**Task prompt**
Please carry on the comment thread about marriage and divorce from the point where its last comment ends.

**Document text**

==============================

If someone wants out, both abuse and infidelity can be arranged. BTW, you make marriage seem like a 18 year punishment for a youthful "indiscretion". If a couple is made to stay together, their children will equate marriage to siege warfare, which may be worse than divorce in the long run.
Older people are likely to make more money. College educated people are likely to make more money. Delaying the start of a family is also financially prudent.
shrug, actions have consequences. which is better for the kids, a bad marriage and unhappy parents or a bad divorce and unhappy parents? at least the former gives them some sort of structure. the last sentence is just stuff that parents tell themselves so they dont feel guilty about destroying their childrens stability (no matter what state its in) for the sake of their happiness
I admire you for this. personally, after being married and reading about marriage and the history of romantic love, and self-reflecting, I'm just not sold on it all. I think if we were less polyamorous by nature I'd be more sold on the idea of marriage, not to mention cultural impacts on self-identity that can completely transform a person over the years, decades. How can you be with someone and not expect them to change? That's why I can't get married. Because I am never, ever, ever, going to go through a divorce again. And forever...I don't trust. Some people might find that view sad but I don't see why it's so f'ing noble to get/stay married if you're not happy.
Then I am #winning. Some of these responses just make me smh. Lot of lonely, scared, die alone people on the internets.
Keep your head up kiddo. You'll make it out of there and into some form of happiness soon. The thing about cases such as "Isabel", is insecurity. Kids without a big picture mentality latch on to the first person to return their affection and pretty soon marriage becomes a "burden" and "pointless" and one giant b****fest where you're completely isolated from life because of your "responsibility". "I don't really love him, he's no Tom Cruise, but we ARE in a serious relationship technically etc." and loneliness scares me blah blah But just think of beautiful people such as me at times like this. Marriage is a wonderful thing if you're with the right person, or in my case, multiple female persons (a polyamorous relationship, 1 male, 3 females, very popular in the BC times). These girls know that 25% of my attention and love is more than 100% of most guys love and are confident enough in themselves to give into their desires. Whereas the Isabel type is just going to turn into a leathery nag because she is always repressing her natural desire to be with the big bad wolf so she can have a little cattle sheep all to her self. And her facebook friends will accept her as part of society. But for those seeking above and beyond, I suggest holding out as long as possible until you're yin, meets a yang that fully completes the circle. Indecision comes from lack of mental clarity, and when you make decisions without clarity, you're only putting yourself in shackles for the rest of your life. VIva la Ronny.

==============================

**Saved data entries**
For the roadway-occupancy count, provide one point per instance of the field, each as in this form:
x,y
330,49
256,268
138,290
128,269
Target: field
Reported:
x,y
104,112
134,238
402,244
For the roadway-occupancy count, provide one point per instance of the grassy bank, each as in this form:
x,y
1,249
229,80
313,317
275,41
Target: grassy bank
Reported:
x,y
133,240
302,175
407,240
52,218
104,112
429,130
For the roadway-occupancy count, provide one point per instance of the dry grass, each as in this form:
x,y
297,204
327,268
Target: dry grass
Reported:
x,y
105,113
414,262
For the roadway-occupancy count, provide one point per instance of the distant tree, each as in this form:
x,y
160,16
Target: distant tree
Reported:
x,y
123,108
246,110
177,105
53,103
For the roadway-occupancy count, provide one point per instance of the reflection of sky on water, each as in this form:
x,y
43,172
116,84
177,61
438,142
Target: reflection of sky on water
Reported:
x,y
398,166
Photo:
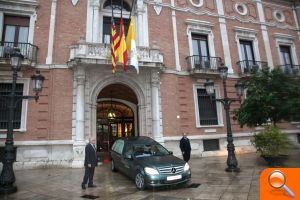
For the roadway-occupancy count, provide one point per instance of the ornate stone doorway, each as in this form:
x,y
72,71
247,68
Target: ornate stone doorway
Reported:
x,y
116,115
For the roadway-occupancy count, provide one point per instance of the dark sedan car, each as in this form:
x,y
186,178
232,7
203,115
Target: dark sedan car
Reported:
x,y
148,163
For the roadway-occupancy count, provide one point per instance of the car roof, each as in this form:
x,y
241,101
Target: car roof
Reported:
x,y
138,139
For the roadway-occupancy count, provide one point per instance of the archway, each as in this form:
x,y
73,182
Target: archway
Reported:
x,y
116,115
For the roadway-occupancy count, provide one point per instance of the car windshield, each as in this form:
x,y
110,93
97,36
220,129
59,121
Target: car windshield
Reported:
x,y
145,150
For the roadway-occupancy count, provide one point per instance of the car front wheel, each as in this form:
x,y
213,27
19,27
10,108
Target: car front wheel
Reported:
x,y
140,181
112,166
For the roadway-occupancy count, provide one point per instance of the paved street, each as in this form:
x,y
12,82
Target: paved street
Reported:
x,y
215,183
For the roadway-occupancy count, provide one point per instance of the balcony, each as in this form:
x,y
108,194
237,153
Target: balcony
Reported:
x,y
290,69
248,66
203,64
98,53
29,51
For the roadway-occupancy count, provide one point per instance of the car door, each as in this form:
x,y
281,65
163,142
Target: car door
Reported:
x,y
128,162
116,154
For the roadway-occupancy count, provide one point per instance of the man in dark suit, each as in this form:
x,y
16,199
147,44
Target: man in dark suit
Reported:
x,y
185,147
90,162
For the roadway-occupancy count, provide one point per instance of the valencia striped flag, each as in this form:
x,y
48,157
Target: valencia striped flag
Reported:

==============================

**Written answer**
Most people who end up delivering for a restaurant probably didn't have much guidance from their father on how to be successful and make money in this world. I don't really see why you are so surprised. If you owned a hospital and said "every surgeon who works here has a deadbeat dad" then you'd have a strong point.
I've been married 2 years and haven't had 1 disagreement or argument with my wife yet. It seems easy so far.
Marrying an american woman is work. Marrying a woman who takes pride in being feminine and believes in traditional family values does not take work - it just works.
I don't know man. I've seen a few of my family members go through this and it definitely did not seem healthy for the kids for the parents to be together still. I mean, as a kid, how the hell does it feel when mom and dad do not even talk while being under the same roof. There wasn't even abuse or infidelity going, but these people just refused to talk and acknowledge each other while under the same roof. Just being there as an outsider felt pretty bad.